(Source passage):
◆ ◆ ◆ ◆ ◆

# Hot water required or not in public restrooms?



## ADAguy

OSHA says yes for employees but what of UPC/CPC? and for schools?


----------



## steveray

I believe they call it tempered....

416.5 Tempered water for public hand-washing facilities.
Tempered water shall be delivered from lavatories and group
wash fixtures located in public toilet facilities provided for
customers, patrons and visitors. Tempered water shall be
delivered through an approved water-temperature limiting
device that conforms to ASSE 1070 or CSA B125.3.


----------



## ADAguy

Thanks Steve, I take it to temper water a water heater is then required?
What is the temperature range for tempered water?


----------



## steveray

TEMPERED WATER. Water having a temperature range
between 85°F (29°C) and 110°F (43°C).


----------



## mark handler

Some Health departments also require hot water for hand washing.


----------



## Yikes

ADAGuy, out here in California, the Calif. Plumbing code says only:

422.9 {DPH} Employee Lavatories in Food Establishments. 
"Employee lavatories installed in food establishments shall be equipped with an approved single spout capable of providing tempered (100°F -115°F) (37.8°C 46.1°C) running water. 
Note: This requirement applies only to commissaries serving mobile food preparation units."​
CPC section 407 covers all other kinds of lavatories, and it does not require lavs to have hot water.  However, if you do decide to provide hot water, then there is an upper limit on how hot you can make it:
"407.3  Limitation of Hot Water Temperature for Public Lavatories. Hot water delivered from public-use lavatories shall be limited to a maximum temperature of 120°F (49°C) by a device that is in accordance with ASSE 1070 or CSA B125.3. The water heater thermostat shall not be considered a control for meeting this provision."​


----------



## mark handler

CALIFORNIA HEALTH AND SAFETY CODE. PART 7. CALIFORNIA RETAIL FOOD CODE
Food preparation establishment shall have an adequate, protected, pressurized, potable supply of hot water (120˚F) and cold water shall be provided at all times.


Adequate facilities shall be provided for handwashing
Hot water is required for Employees wash their hands
Hot water from the faucet at the warewashing sink shall be between 100°F - 119°F.
CalCode 113953 113953.1 113953.2 114067


----------



## north star

*# ~ #*

*From `13 CPC, Section 601.1:*

"In occupancies where plumbing fixtures are installed
for private use, hot water shall be required for bathing,
washing, laundry, cooking purposes, dishwashing or maintenance.
In occupancies where plumbing fixtures are installed for
public use, hot water shall be required for bathing and washing
purposes. This requirement shall not supersede the
requirements for individual temperature control limitations
for public lavatories, bidets, bathtubs, whirlpool bathtubs
and shower control valves."

IMO ...this section seems to require hot & cold water to
the public Lavs., and to have temperature controls.

◆ ◆ ◆ ◆ ◆

(Direction 1):
List every distinct username that posts in the restroom hot water thread, giving each name once.
(Direction 2):
Answer these questions using the restroom hot water thread:
(a) What temperature range defines tempered water?
(b) Under section 407.3, what is the maximum temperature for hot water delivered from public-use lavatories?
(c) Under section 416.5, which two standards may the water-temperature limiting device conform to?
(Direction 3):
Write out the part of the restroom hot water thread between "TEMPERED WATER. Water" and "for hand washing.", inclusive.

(Image box annotation records):

◆ ◆ ◆ ◆ ◆

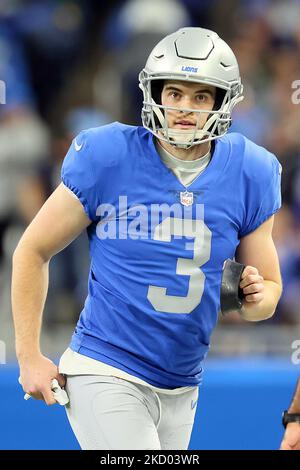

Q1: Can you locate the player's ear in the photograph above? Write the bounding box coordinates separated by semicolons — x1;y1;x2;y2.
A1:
151;80;165;104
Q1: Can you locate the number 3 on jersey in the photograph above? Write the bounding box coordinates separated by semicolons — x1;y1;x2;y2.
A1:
147;217;211;314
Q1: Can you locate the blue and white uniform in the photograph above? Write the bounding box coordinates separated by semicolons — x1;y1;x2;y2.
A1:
62;123;281;389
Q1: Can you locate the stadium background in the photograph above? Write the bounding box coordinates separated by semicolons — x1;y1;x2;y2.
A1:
0;0;300;449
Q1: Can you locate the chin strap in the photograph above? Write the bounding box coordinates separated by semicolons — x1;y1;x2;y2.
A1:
151;96;244;148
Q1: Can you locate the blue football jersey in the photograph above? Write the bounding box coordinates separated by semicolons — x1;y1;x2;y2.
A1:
62;123;281;388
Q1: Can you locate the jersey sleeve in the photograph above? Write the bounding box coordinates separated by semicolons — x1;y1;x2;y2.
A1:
61;131;103;221
239;153;282;237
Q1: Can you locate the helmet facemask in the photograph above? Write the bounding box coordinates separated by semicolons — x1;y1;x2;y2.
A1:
139;70;243;149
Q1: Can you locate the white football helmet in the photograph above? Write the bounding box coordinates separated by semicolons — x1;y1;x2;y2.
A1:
139;28;243;148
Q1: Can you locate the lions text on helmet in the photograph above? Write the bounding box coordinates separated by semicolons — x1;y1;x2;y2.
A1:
139;28;243;148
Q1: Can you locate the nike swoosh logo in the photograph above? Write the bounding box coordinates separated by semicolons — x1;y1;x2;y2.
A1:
191;400;198;410
74;139;83;152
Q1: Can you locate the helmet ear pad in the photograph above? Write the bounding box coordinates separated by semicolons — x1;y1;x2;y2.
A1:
207;87;231;133
151;80;164;105
150;80;165;128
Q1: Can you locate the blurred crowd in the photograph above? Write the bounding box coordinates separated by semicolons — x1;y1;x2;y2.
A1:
0;0;300;328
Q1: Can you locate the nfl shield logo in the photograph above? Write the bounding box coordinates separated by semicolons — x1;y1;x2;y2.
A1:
180;191;194;206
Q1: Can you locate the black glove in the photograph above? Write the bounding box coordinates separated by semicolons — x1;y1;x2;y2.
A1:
220;259;245;315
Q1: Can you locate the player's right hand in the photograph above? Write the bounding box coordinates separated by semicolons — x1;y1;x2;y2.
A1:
19;354;66;405
280;423;300;450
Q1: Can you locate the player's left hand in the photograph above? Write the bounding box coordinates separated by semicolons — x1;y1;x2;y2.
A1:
280;423;300;450
240;266;265;305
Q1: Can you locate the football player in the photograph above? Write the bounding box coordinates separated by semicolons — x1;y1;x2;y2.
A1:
12;28;282;449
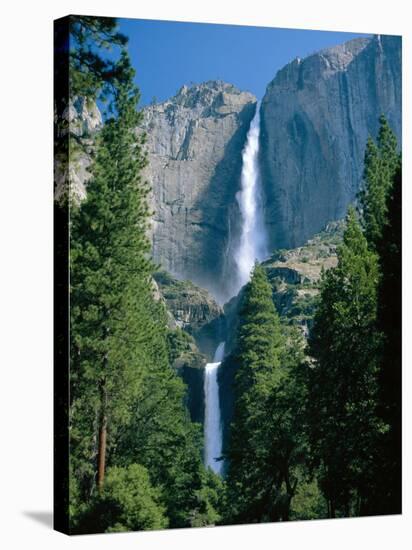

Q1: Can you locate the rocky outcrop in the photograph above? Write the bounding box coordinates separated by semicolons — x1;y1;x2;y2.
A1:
54;97;103;202
143;81;256;301
154;271;226;361
262;220;345;336
261;36;401;250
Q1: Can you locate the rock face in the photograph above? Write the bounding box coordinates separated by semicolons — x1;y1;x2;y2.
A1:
154;271;225;361
143;81;256;301
54;97;103;202
261;36;402;250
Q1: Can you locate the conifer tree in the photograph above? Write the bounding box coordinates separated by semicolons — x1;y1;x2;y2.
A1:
307;208;385;517
70;53;152;500
370;165;402;514
360;115;400;249
227;265;282;523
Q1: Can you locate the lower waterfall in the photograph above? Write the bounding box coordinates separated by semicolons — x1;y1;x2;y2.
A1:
204;342;225;475
204;103;267;475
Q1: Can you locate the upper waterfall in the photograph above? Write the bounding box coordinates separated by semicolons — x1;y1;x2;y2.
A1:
234;103;268;293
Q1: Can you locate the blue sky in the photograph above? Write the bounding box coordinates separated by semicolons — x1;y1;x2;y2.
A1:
118;19;365;105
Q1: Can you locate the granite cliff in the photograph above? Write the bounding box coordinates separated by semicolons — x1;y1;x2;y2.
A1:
61;36;401;303
143;81;256;301
261;36;402;250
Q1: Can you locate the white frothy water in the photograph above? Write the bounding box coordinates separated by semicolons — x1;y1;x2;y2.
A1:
234;103;268;293
204;342;225;475
204;104;268;475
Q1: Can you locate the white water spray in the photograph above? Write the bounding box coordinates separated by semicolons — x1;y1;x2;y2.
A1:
204;342;225;474
204;104;268;475
234;103;268;293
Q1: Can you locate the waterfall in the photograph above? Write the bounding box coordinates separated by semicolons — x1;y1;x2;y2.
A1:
234;103;268;293
204;103;268;475
204;342;225;474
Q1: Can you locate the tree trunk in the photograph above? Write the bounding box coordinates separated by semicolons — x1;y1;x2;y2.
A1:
97;381;107;492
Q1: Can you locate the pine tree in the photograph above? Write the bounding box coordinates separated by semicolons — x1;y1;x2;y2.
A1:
227;265;282;523
307;209;385;517
369;165;402;514
70;53;152;500
360;115;400;249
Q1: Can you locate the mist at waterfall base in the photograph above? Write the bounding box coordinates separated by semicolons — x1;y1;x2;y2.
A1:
204;103;268;475
204;342;225;475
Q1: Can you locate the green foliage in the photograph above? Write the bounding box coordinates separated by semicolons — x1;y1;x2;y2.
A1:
75;464;168;534
370;162;402;514
226;266;304;523
290;475;328;520
70;44;211;532
308;209;385;516
69;15;127;100
190;468;225;527
360;116;400;248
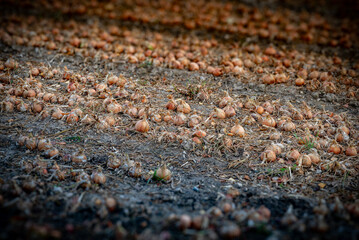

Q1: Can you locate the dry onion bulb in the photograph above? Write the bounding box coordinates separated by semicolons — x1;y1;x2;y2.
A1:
177;100;191;114
71;149;87;163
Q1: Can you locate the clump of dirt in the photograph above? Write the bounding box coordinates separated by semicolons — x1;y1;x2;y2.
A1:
0;1;359;239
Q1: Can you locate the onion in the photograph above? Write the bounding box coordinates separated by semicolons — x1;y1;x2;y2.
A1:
173;113;186;126
328;143;342;154
345;146;358;156
177;100;191;114
262;115;276;127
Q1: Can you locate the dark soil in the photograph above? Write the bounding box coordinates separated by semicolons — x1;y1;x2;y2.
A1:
0;1;359;239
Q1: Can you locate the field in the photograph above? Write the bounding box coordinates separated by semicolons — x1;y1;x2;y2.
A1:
0;0;359;240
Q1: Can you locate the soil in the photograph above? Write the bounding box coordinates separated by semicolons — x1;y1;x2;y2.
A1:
0;1;359;239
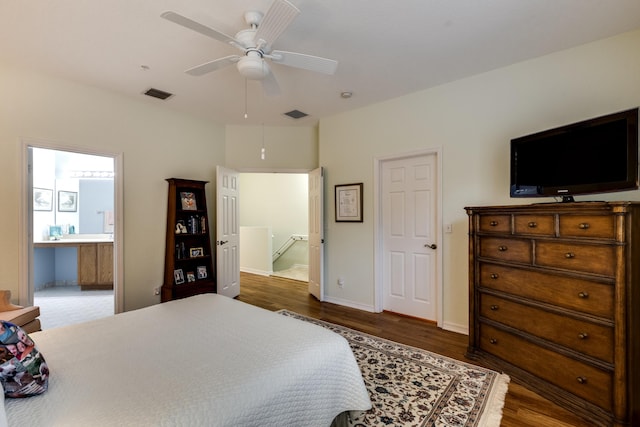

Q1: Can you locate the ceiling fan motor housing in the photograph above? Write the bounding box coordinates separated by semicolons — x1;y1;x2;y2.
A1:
236;50;269;80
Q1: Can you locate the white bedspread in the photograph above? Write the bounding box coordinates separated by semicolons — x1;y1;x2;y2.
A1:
5;294;371;427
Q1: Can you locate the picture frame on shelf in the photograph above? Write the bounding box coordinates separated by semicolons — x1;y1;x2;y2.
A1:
196;265;207;279
180;191;198;211
33;187;53;211
58;190;78;212
173;268;184;285
335;182;363;222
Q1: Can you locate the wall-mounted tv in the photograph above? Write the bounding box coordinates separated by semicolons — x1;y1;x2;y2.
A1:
510;108;638;201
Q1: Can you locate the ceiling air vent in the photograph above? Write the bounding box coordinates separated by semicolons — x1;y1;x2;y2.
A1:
144;88;173;100
284;110;308;119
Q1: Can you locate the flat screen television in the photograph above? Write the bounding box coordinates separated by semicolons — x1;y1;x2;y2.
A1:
510;108;638;202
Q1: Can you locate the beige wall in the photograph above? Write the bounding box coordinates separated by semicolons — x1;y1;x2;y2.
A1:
225;126;318;172
0;31;640;329
0;64;224;310
319;31;640;330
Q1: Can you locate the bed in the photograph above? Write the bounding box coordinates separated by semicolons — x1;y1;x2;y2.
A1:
0;294;371;427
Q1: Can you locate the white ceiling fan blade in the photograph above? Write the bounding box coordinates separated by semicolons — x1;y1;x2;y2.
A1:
185;55;241;76
254;0;300;47
160;11;239;46
265;50;338;74
262;71;281;96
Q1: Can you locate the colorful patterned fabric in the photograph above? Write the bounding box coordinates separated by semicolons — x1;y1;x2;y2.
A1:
0;320;49;397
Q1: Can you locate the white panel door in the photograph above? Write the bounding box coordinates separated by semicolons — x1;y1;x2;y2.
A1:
216;166;240;298
309;168;324;301
381;154;438;320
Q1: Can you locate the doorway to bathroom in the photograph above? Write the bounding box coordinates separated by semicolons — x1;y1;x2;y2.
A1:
28;147;116;329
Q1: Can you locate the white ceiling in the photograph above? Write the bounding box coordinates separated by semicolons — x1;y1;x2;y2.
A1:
0;0;640;126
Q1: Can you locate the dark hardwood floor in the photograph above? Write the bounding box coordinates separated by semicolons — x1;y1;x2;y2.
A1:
238;273;589;427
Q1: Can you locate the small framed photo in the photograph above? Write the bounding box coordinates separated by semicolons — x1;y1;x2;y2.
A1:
336;183;362;222
33;187;53;211
173;268;184;285
196;265;207;279
58;191;78;212
180;191;198;211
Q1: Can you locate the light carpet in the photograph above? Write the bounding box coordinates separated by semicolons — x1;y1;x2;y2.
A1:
278;310;509;427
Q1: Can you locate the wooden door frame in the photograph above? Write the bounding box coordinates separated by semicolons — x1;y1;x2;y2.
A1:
373;147;444;328
18;139;124;313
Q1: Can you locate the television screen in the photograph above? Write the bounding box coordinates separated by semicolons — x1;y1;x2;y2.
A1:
510;108;638;200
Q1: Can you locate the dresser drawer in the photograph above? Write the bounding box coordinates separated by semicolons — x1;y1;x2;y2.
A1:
479;237;532;263
480;324;613;411
478;215;511;233
536;241;616;277
480;293;613;363
479;262;613;320
559;215;615;239
513;215;555;236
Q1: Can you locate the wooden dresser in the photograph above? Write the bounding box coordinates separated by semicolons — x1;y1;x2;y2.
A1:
466;202;640;426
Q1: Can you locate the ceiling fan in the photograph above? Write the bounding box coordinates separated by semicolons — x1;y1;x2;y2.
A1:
160;0;338;95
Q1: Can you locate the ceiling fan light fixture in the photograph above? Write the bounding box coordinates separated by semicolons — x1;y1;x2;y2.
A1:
236;53;269;80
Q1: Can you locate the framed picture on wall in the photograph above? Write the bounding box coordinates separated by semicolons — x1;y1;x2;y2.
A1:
336;183;362;222
173;268;184;285
58;191;78;212
33;187;53;211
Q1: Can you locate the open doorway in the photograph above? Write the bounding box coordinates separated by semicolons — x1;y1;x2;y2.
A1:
240;172;309;282
28;147;116;329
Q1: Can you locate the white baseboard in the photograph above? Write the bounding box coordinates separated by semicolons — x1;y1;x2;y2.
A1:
442;322;469;335
325;297;469;335
324;296;375;313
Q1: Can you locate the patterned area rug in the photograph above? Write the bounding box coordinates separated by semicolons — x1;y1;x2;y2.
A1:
278;310;509;427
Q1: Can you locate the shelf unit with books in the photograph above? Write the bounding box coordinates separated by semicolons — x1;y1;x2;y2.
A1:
161;178;216;302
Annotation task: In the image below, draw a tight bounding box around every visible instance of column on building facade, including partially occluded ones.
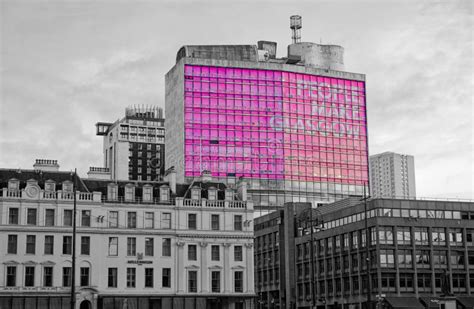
[199,241,209,293]
[176,240,186,293]
[224,243,233,293]
[245,243,255,293]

◆ ◆ ◆ ◆ ◆

(Exercise output 1):
ADAguy
steveray
mark handler
Yikes
north star

(Exercise output 2):
(a) Between 85°F (29°C) and 110°F (43°C).
(b) 120°F (49°C).
(c) ASSE 1070 or CSA B125.3.

(Exercise output 3):
TEMPERED WATER. Water having a temperature range
between 85°F (29°C) and 110°F (43°C).


----------



## mark handler

Some Health departments also require hot water for hand washing.